### Задания
**a.** В каком журнале и на каком языке впервые вышла статья С. Бройера «Советский коммунизм и веберианская социология», упомянутая во фрагменте о веберианской социологии и советском обществе?
**b.** Допишите фрагмент о веберианской социологии и советском обществе, начав сразу после его последнего предложения.

Никто из представителей неовеберианства не предпринимал попыток всеобъемлющего анализа советской системы, сопоставимого с работами Вебера о хозяйственной этике мировых религий. Тем не менее ряд современных исследователей успешно использовал принципы веберианской социологии при изучении отдельных аспектов формирования и эволюции советского общества. Так, в 80-е годы некоторые социологи пытались в той или иной мере использовать для характеристики советского политического режима веберовскую концепцию патримониализма [5]. Еще более широкое распространение получила концепция харизматического господства.

Значительный интерес с этой точки зрения представляет статья немецкого ученого С. Бройера "Советский коммунизм и веберианская социология". Данная работа была впервые опубликована на английском языке в "Журнале исторической социологии" [6]. Впоследствии ее текст вошел с небольшими изменениями в книгу Бройера "Бюрократия и харизма" [7]. Английский вариант этой работы был включен в сборник статей, посвященных проблемам демократии и модернизации в веберовской социологии [8].

Содержание работы С. Бройера заслуживает самого подробного рассмотрения. В статье этого ученого прежде всего анализируется разработанная Вебером концепция коммунизма. Сразу же следует отметить, что понятие коммунизма в трудах Вебера привлекло внимание и других исследователей [9]. Но Бройеру, очевидно, принадлежит приоритет в детальном анализе данной концепции.

### Представленный материал
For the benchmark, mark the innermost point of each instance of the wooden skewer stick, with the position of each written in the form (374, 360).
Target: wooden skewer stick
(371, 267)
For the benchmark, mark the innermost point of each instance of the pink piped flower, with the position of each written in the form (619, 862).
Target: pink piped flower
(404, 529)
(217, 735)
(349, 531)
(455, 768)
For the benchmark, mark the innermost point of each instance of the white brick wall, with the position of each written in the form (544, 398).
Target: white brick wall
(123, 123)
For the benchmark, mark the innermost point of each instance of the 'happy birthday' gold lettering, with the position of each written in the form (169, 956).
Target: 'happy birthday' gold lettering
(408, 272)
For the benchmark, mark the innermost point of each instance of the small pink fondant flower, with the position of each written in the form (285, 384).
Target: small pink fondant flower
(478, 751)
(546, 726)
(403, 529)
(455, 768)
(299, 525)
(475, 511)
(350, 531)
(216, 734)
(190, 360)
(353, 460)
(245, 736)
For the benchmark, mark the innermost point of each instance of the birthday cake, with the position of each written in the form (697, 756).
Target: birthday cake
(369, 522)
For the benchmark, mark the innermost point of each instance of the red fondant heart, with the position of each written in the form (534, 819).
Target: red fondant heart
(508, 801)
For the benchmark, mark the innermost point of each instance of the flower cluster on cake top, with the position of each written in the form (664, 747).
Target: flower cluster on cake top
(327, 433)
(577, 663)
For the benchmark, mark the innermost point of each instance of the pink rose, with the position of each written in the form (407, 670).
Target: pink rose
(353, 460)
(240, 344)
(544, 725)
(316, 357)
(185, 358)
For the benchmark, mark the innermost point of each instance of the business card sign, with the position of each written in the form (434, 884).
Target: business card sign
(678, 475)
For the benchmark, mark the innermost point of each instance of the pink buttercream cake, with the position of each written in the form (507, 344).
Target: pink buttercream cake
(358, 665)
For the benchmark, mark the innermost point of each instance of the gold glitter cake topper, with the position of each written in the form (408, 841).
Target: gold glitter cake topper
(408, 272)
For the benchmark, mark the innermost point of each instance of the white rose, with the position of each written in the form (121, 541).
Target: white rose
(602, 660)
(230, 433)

### Ответы
**a.** На английском языке, в «Журнале исторической социологии».

**b.**
Согласно Веберу, отличительной чертой коммунизма как хозяйственного уклада является отсутствие точного расчета, калькуляции в сфере потребления [10, p. 1119]. При этом коммунистические социальные отношения основываются на непосредственном чувстве солидарности членов группы и опираются на общие ценности неэкономического характера. В "Хозяйстве и обществе" Вебер выделяет три основные формы таких отношений: коммунизм традиционной семьи, военный коммунизм и коммунизм религиозной общины [10, p. 153].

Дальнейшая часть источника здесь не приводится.